ENUNCIADO:
Responda às perguntas abaixo com base no texto sobre o banya, numerando as respostas da mesma forma.
1. Quantas vezes os verdadeiros especialistas conseguem repetir cada ciclo, e ao longo de que período?
2. Por que motivo a ala "Highest Class" do Sandunovsky Banya encerra nesse dia?
3. O que exibe a wall of fame do hall de entrada?

TEXTO DE LEITURA:
• • • • • • •
Após cada ciclo, os participantes retiram-se para confortáveis salas de convívio, onde podem relaxar, conversar e beber shots de vodka ou canecas de cerveja. Os verdadeiros especialistas são capazes de repetir cada ciclo umas 10 vezes ao longo dum período de duas horas, convencionado como ideal para manter uma pele resplandecente! Já a frequência destas sessões varia consoante a altura do ano, e as posses do indivíduo, não sendo de estranhar que hajam russos que apenas se possam dar ao luxo do banya uma vez por mês.
Dado que já se apercebeu da natureza íntima e desinibida do ritual, talvez agora lhe seja mais fácil compreender o seu papel e importância na sociedade russa, particularmente nos meandros do poder económico ou político. Não poderia deixar de testemunhar esta tradição.

Seguimos a pé até ao Sandunovsky Banya, o mais antigo e luxuoso balneário moscovita. Temos azar... hoje a ala "Highest Class", a secção mais luxuosa do balneário, encerra para limpeza semanal. Resta-nos a ala "Second Highest Class".

Pagamos o acesso básico e descemos à ala, que fica no piso inferior. Há uma panóplia de serviços adicionais, executados pelos profissionais do banya, como massagens com (muito) sabão ou assistência personalizada na sauna mas, para uma primeira incursão e dada a natureza dos assistentes, achámos por bem manter alguma distância e apenas nos dedicarmos à observação e aprendizagem.

O acolhedor hall de entrada ostenta uma wall of fame onde exibem fotos de personalidades famosas que por ali passaram. Entre elas, o senhor da foto. A nossa, certamente, não virá a constar naquela parede. Por isso, aqui a coloco eu!


Não contei quantos ciclos «quente-frio» executámos nas duas horas em que lá estivemos. Mas foram certamente mais do que os russos que estavam connosco. Estes permaneciam menos tempo dentro da sauna - talvez nós, os latinos, sejamos mais tolerantes ao calor(?) - e mais tempo nas salas de convívio. Mas vinham regularmente à sauna onde eram profissionalmente chicoteados pelos assistentes. Por fim, se alguma impureza restasse, foi com certeza removida após serem esfregados com fartura de sabão durante mais de meia hora... tudo, obviamente, por razões de higiene!
• • • • • • •
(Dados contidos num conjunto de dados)
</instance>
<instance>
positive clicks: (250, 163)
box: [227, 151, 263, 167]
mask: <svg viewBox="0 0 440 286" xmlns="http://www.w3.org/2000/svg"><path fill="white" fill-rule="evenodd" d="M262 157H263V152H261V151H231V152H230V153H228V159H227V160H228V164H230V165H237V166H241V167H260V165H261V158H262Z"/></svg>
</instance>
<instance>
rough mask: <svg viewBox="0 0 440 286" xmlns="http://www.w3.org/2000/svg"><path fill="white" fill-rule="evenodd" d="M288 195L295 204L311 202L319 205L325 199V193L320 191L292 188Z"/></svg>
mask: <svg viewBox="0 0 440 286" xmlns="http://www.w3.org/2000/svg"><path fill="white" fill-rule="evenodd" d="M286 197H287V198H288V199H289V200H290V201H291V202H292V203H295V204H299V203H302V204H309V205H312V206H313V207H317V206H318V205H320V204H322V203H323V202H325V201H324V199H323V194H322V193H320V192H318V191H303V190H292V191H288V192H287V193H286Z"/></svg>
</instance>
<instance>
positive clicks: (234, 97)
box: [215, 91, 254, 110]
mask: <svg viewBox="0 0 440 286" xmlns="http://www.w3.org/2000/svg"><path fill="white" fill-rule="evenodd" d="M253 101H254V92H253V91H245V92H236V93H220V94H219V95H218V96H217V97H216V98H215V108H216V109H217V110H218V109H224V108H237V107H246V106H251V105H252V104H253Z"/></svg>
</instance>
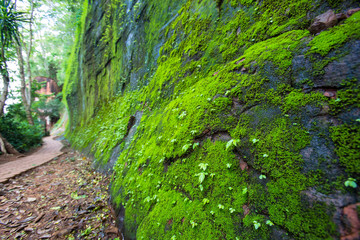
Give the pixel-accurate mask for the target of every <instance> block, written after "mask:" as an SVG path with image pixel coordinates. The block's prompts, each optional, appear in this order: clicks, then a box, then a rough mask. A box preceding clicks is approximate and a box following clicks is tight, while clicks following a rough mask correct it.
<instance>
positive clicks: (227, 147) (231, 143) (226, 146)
mask: <svg viewBox="0 0 360 240" xmlns="http://www.w3.org/2000/svg"><path fill="white" fill-rule="evenodd" d="M233 141H234V139H231V140H230V141H228V142H227V143H226V150H228V149H229V148H230V147H231V146H232V143H233Z"/></svg>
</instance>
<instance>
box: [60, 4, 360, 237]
mask: <svg viewBox="0 0 360 240" xmlns="http://www.w3.org/2000/svg"><path fill="white" fill-rule="evenodd" d="M359 6H360V4H359V3H358V1H341V0H327V1H316V0H299V1H293V0H291V1H290V0H289V1H288V0H282V1H278V0H275V1H274V0H262V1H254V0H223V1H214V0H193V1H191V0H189V1H187V0H178V1H172V0H138V1H136V0H85V2H84V5H83V14H82V18H81V21H80V23H79V24H78V29H77V39H76V44H75V46H74V50H73V55H72V57H71V64H69V65H70V66H71V67H70V68H69V69H68V71H67V79H66V83H65V86H64V95H65V97H66V104H67V108H68V111H69V115H70V118H69V122H68V126H67V137H68V138H69V139H70V140H71V142H72V143H73V145H74V146H75V147H77V148H79V149H82V150H83V151H85V152H87V153H88V154H91V155H93V156H94V161H95V164H96V165H97V166H98V167H99V169H102V170H103V171H108V172H110V173H111V174H112V184H111V190H110V191H111V195H112V198H111V201H112V202H113V204H114V206H115V208H116V209H117V214H118V223H119V225H120V227H121V228H122V230H123V232H124V234H125V236H126V238H127V239H334V238H335V239H340V238H343V239H345V238H347V239H357V237H358V234H359V233H358V228H359V225H360V223H359V220H358V219H359V216H358V212H359V208H360V207H359V206H360V203H359V190H358V187H357V186H356V180H360V167H359V166H360V149H359V146H360V133H359V132H360V131H359V130H360V108H359V107H360V99H359V98H360V91H359V79H360V60H359V56H360V12H356V8H358V7H359ZM330 9H332V10H333V15H332V16H336V18H335V20H334V21H332V22H331V26H326V27H325V28H326V29H324V30H323V31H321V32H313V31H312V33H311V32H310V31H309V30H308V29H309V27H310V26H311V24H312V23H313V22H314V19H315V18H316V17H317V16H319V15H321V14H324V13H326V12H327V11H328V10H330ZM335 14H337V15H335Z"/></svg>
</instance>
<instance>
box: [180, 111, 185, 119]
mask: <svg viewBox="0 0 360 240" xmlns="http://www.w3.org/2000/svg"><path fill="white" fill-rule="evenodd" d="M185 117H186V111H183V112H182V113H181V114H180V115H179V117H178V118H179V119H180V120H182V119H184V118H185Z"/></svg>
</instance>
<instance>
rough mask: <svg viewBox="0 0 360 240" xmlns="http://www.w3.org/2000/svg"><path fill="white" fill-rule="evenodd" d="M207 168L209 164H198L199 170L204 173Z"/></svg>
mask: <svg viewBox="0 0 360 240" xmlns="http://www.w3.org/2000/svg"><path fill="white" fill-rule="evenodd" d="M207 166H209V164H207V163H200V164H199V167H200V169H202V170H203V171H206V168H207Z"/></svg>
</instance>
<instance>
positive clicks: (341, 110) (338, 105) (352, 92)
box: [329, 79, 360, 114]
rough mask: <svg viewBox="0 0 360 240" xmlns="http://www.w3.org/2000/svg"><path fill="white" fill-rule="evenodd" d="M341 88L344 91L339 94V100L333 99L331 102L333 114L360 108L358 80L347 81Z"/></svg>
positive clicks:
• • • • • • •
RESPOSTA:
1. Umas 10 vezes, ao longo dum período de duas horas.
2. Encerra para limpeza semanal.
3. Fotos de personalidades famosas que por ali passaram.